About this task — Reproduce nothing but the lines from the one with "One point marks each instance of the wooden door." down to the last line of the data below.

Point-per-instance localization data:
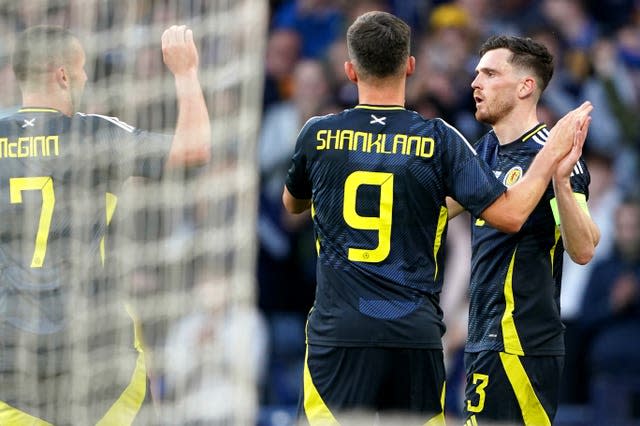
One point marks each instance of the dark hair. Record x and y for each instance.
(378, 44)
(526, 53)
(38, 49)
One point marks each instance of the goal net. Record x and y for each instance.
(179, 251)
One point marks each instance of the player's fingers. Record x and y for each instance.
(165, 37)
(188, 36)
(180, 36)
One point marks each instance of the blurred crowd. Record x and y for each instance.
(596, 45)
(596, 48)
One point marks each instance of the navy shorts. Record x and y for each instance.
(513, 389)
(344, 381)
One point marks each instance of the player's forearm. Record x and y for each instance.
(453, 208)
(192, 140)
(580, 235)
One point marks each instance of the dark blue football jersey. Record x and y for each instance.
(378, 178)
(515, 278)
(58, 175)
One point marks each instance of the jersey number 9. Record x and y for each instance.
(381, 223)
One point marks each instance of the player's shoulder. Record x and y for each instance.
(98, 121)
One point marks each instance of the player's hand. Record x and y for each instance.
(563, 135)
(179, 51)
(566, 165)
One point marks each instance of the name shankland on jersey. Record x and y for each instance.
(377, 143)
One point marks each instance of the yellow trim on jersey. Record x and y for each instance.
(534, 131)
(111, 201)
(442, 222)
(533, 412)
(558, 235)
(582, 203)
(509, 332)
(314, 407)
(439, 419)
(380, 107)
(38, 110)
(472, 421)
(127, 406)
(10, 416)
(121, 413)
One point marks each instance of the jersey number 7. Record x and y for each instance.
(44, 184)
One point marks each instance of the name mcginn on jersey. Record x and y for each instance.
(29, 146)
(379, 143)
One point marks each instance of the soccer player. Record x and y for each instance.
(515, 348)
(59, 169)
(376, 179)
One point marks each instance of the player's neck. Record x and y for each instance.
(389, 93)
(512, 126)
(33, 99)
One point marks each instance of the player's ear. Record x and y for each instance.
(61, 77)
(350, 70)
(527, 87)
(411, 65)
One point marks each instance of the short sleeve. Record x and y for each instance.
(298, 182)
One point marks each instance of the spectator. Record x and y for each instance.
(611, 313)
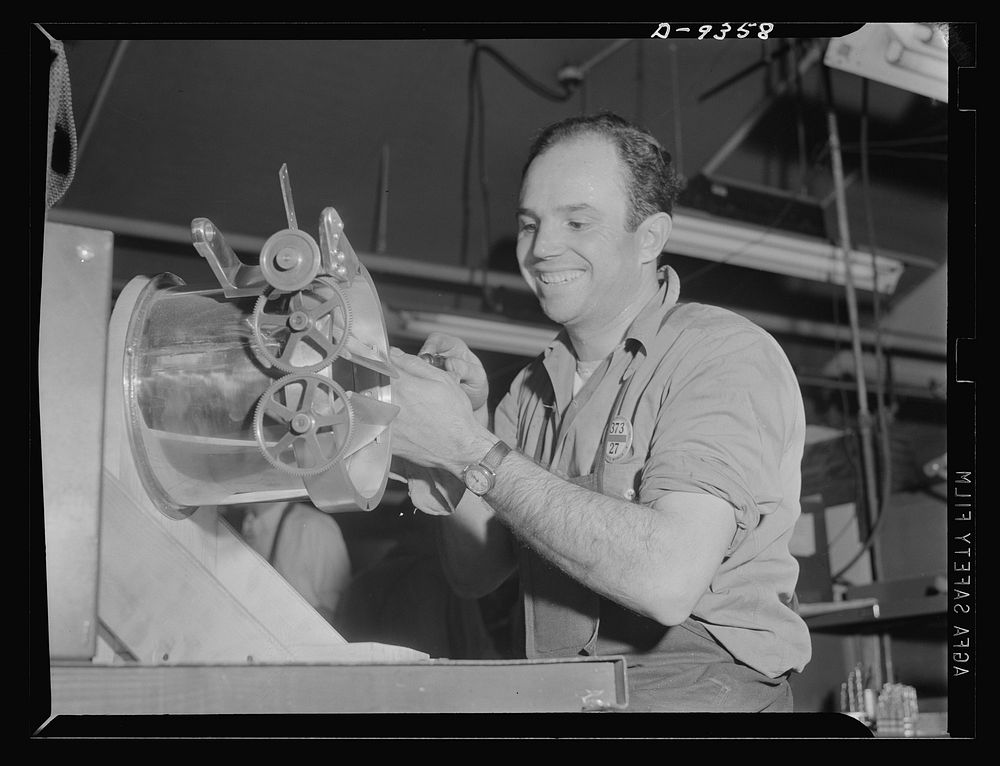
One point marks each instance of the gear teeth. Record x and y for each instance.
(261, 409)
(265, 355)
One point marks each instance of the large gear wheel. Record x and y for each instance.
(309, 420)
(310, 327)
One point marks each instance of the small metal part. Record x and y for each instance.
(290, 260)
(436, 360)
(286, 195)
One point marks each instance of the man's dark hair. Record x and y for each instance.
(651, 183)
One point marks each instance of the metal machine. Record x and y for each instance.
(275, 385)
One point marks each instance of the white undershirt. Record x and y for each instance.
(583, 372)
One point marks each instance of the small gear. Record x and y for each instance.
(290, 260)
(304, 324)
(315, 431)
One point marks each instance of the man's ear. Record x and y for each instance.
(653, 235)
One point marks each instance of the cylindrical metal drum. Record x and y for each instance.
(194, 377)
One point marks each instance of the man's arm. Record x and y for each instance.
(657, 560)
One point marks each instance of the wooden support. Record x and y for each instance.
(443, 686)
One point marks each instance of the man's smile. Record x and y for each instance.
(558, 277)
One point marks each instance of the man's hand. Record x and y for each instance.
(465, 366)
(436, 426)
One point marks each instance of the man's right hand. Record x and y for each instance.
(464, 365)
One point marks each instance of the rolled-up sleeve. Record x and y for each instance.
(723, 423)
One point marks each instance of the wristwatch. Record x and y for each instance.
(480, 477)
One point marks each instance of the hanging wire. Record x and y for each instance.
(885, 442)
(676, 97)
(523, 77)
(812, 168)
(848, 452)
(475, 144)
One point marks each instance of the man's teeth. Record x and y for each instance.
(558, 277)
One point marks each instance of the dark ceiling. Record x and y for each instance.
(172, 128)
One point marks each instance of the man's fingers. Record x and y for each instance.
(439, 343)
(414, 364)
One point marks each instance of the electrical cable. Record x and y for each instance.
(813, 167)
(524, 78)
(475, 143)
(883, 421)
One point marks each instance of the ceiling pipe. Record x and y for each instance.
(102, 92)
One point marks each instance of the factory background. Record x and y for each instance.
(418, 141)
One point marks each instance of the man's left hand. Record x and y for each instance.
(436, 426)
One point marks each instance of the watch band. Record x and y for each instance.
(495, 456)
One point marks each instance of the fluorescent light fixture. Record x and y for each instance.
(913, 57)
(739, 244)
(485, 334)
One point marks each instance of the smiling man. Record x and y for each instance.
(641, 476)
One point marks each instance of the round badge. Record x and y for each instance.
(618, 440)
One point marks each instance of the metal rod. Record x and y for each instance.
(102, 93)
(864, 415)
(382, 213)
(675, 86)
(743, 130)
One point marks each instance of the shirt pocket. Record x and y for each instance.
(622, 480)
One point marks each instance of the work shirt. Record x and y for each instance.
(694, 399)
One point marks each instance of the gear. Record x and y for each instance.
(290, 260)
(316, 431)
(304, 324)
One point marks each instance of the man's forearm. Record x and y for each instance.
(614, 547)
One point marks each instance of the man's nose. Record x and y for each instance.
(547, 243)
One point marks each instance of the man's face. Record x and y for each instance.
(572, 244)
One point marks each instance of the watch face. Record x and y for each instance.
(478, 479)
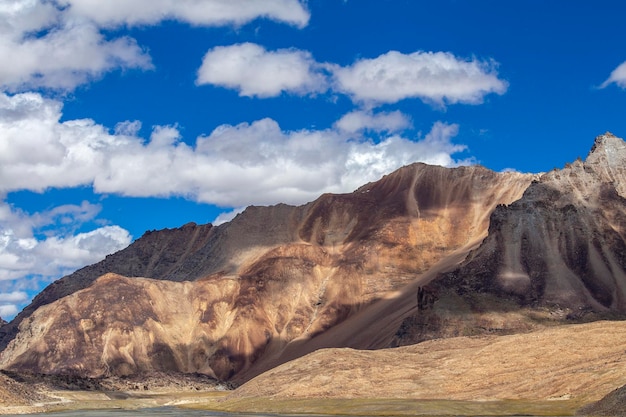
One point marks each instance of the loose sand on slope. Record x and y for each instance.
(578, 362)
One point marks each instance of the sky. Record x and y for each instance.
(122, 116)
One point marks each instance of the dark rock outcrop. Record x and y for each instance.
(269, 280)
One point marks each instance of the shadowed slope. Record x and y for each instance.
(279, 275)
(556, 254)
(577, 362)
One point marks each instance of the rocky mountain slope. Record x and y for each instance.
(577, 362)
(561, 249)
(426, 252)
(273, 277)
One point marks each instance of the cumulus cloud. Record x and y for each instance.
(196, 12)
(27, 249)
(37, 248)
(618, 76)
(360, 120)
(254, 71)
(46, 48)
(60, 44)
(437, 77)
(233, 166)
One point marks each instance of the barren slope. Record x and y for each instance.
(582, 362)
(278, 277)
(558, 253)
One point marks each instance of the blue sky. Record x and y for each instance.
(123, 116)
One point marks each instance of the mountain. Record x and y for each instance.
(424, 253)
(581, 362)
(272, 278)
(560, 250)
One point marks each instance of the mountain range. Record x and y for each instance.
(424, 253)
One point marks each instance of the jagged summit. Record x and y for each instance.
(425, 252)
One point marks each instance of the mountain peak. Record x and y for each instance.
(608, 159)
(607, 144)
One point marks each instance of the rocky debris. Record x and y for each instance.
(612, 405)
(559, 252)
(153, 382)
(240, 294)
(580, 363)
(15, 391)
(424, 253)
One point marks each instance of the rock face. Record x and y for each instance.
(426, 252)
(561, 247)
(271, 279)
(579, 362)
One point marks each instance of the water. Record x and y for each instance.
(171, 411)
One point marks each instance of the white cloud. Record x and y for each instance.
(254, 71)
(227, 216)
(66, 52)
(618, 76)
(438, 78)
(435, 77)
(250, 163)
(59, 44)
(13, 297)
(196, 12)
(46, 244)
(38, 248)
(8, 310)
(360, 120)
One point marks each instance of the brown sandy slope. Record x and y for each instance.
(273, 278)
(577, 362)
(15, 393)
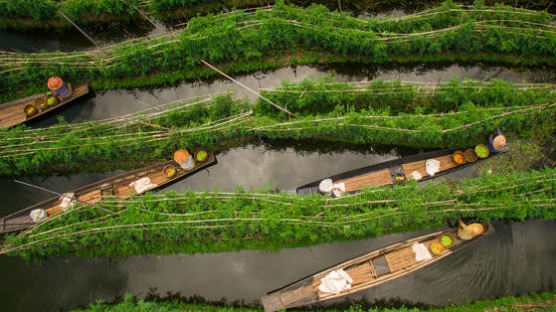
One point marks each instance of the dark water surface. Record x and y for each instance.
(118, 102)
(517, 259)
(250, 167)
(70, 39)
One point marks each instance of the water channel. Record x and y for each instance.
(516, 259)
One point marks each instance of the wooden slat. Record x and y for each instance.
(297, 295)
(12, 113)
(371, 179)
(400, 259)
(446, 163)
(361, 274)
(92, 193)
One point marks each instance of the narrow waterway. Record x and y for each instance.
(250, 167)
(517, 259)
(118, 102)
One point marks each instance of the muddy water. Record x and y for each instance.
(250, 167)
(70, 39)
(118, 102)
(517, 259)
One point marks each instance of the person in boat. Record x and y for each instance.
(468, 232)
(497, 142)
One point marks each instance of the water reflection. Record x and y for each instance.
(250, 167)
(516, 259)
(119, 102)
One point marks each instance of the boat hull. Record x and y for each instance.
(117, 186)
(368, 270)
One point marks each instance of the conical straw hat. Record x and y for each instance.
(499, 142)
(54, 83)
(476, 228)
(181, 156)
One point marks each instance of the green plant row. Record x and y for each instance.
(459, 113)
(216, 221)
(44, 13)
(532, 302)
(487, 34)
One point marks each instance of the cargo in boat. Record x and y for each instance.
(420, 167)
(120, 186)
(19, 111)
(375, 268)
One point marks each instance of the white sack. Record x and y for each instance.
(325, 186)
(416, 175)
(68, 199)
(432, 166)
(421, 252)
(142, 185)
(36, 215)
(335, 282)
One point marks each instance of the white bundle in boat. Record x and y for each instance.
(432, 166)
(142, 185)
(36, 215)
(335, 282)
(326, 186)
(68, 199)
(416, 175)
(421, 252)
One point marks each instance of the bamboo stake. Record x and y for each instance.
(248, 89)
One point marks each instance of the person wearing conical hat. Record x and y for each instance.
(497, 142)
(468, 232)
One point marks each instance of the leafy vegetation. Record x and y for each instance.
(216, 221)
(95, 11)
(75, 9)
(533, 302)
(254, 40)
(459, 113)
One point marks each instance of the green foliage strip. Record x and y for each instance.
(517, 36)
(216, 221)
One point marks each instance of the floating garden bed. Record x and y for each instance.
(249, 41)
(381, 113)
(215, 221)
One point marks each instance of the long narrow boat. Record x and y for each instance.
(12, 113)
(368, 270)
(390, 172)
(118, 186)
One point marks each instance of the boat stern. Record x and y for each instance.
(272, 302)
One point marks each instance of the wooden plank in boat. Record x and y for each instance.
(446, 163)
(12, 114)
(371, 179)
(400, 259)
(361, 274)
(301, 294)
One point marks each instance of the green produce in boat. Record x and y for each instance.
(482, 151)
(446, 240)
(201, 155)
(52, 101)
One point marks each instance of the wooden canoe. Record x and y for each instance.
(12, 114)
(117, 186)
(385, 173)
(366, 271)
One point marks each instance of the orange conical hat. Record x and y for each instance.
(54, 83)
(181, 156)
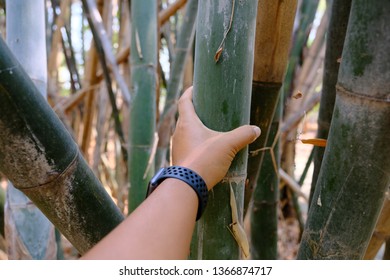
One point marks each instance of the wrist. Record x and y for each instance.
(188, 176)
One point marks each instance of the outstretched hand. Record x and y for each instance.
(207, 152)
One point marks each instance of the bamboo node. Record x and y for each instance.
(218, 53)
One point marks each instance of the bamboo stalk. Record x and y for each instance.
(100, 43)
(164, 15)
(100, 34)
(307, 13)
(143, 110)
(264, 212)
(334, 46)
(28, 233)
(222, 84)
(40, 158)
(292, 184)
(349, 194)
(2, 203)
(183, 46)
(273, 38)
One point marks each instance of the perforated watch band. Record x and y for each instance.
(186, 175)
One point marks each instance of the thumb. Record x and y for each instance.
(242, 136)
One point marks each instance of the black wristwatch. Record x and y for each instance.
(186, 175)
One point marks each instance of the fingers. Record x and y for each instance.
(242, 136)
(185, 106)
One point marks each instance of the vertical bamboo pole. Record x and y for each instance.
(143, 109)
(224, 52)
(334, 46)
(273, 38)
(183, 46)
(29, 234)
(354, 176)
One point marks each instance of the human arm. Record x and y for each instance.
(161, 227)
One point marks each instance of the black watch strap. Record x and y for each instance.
(186, 175)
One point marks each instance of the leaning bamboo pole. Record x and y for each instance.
(354, 176)
(224, 48)
(41, 159)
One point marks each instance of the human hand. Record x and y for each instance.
(207, 152)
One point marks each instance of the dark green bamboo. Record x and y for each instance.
(143, 109)
(183, 46)
(106, 73)
(354, 176)
(386, 255)
(274, 25)
(222, 100)
(29, 234)
(264, 214)
(2, 202)
(40, 158)
(307, 14)
(334, 47)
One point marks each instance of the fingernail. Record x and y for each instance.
(257, 130)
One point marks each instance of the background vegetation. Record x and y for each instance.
(315, 184)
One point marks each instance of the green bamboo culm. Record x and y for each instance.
(334, 46)
(307, 14)
(2, 202)
(274, 26)
(273, 38)
(183, 46)
(224, 48)
(354, 176)
(29, 234)
(40, 158)
(144, 87)
(264, 214)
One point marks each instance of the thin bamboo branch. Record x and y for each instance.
(101, 39)
(292, 184)
(91, 15)
(165, 14)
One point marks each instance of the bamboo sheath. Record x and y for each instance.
(40, 158)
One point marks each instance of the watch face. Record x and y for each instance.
(155, 180)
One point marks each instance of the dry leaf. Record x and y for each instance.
(236, 228)
(298, 95)
(218, 54)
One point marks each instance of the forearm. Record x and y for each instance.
(160, 228)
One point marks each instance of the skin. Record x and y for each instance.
(161, 227)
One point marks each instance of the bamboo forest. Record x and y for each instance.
(88, 105)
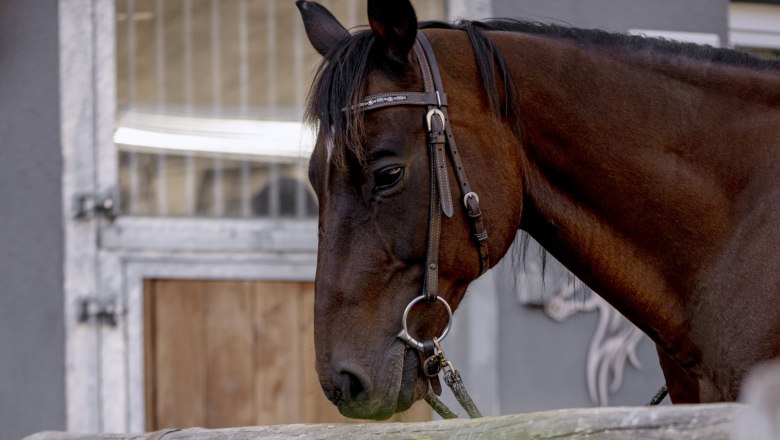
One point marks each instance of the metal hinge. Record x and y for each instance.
(104, 204)
(100, 311)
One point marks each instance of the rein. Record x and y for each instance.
(441, 144)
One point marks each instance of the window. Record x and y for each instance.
(210, 97)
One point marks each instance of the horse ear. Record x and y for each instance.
(395, 24)
(323, 29)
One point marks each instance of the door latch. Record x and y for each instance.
(100, 311)
(104, 204)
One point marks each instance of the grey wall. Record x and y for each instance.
(32, 358)
(707, 16)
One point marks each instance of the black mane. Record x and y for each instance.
(630, 42)
(342, 77)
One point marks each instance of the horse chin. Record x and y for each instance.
(413, 386)
(405, 385)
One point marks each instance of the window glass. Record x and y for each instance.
(210, 97)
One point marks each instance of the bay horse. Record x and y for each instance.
(650, 169)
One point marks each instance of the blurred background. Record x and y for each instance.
(159, 231)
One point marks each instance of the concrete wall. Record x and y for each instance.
(32, 358)
(705, 16)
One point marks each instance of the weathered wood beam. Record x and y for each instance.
(705, 422)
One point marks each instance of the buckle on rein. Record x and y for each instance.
(436, 362)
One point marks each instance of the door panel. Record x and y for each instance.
(234, 353)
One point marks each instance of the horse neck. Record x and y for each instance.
(620, 178)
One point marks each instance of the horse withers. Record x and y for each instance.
(649, 168)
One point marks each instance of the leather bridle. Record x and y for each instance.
(441, 143)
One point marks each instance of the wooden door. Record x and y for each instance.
(234, 353)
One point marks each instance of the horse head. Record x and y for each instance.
(372, 175)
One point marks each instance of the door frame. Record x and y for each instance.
(108, 260)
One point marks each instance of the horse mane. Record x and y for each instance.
(634, 43)
(342, 77)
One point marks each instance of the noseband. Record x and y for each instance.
(441, 144)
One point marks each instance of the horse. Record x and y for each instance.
(649, 168)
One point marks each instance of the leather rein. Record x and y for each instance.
(441, 144)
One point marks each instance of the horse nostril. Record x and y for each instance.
(351, 386)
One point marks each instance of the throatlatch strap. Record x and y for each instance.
(470, 198)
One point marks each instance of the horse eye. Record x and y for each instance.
(387, 178)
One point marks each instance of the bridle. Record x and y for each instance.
(441, 144)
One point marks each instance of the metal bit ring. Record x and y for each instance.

Output of the task —
One point marks each instance of the wooden door. Record x and y for each instance.
(234, 353)
One point marks each instance of the horse head. Record x and y for each instance.
(372, 175)
One point marks each instance of the door frame. Record x and y for each instance.
(108, 260)
One point marks each instance of the horse mane. Record x and y for each instance.
(634, 43)
(342, 77)
One point marks each instance of the noseband. Record x and y for each instance.
(441, 144)
One point marks each instance of the horse. Record x and y for each instance.
(649, 168)
One point marks each instance of the leather rein. Record x and y for each instance.
(441, 144)
One point marks each instance of the horse nostril. Record x and y for each instance.
(351, 386)
One point marks each instance of the throatlatch strap. Record x and y for each instance.
(470, 198)
One point marks each instance of the horse eye. Record x and y for each instance.
(387, 178)
One point marks each instance of the bridle. Record x and y for each instance.
(441, 144)
One point marks each instance of the metal bit ring. Record x and y for each instance.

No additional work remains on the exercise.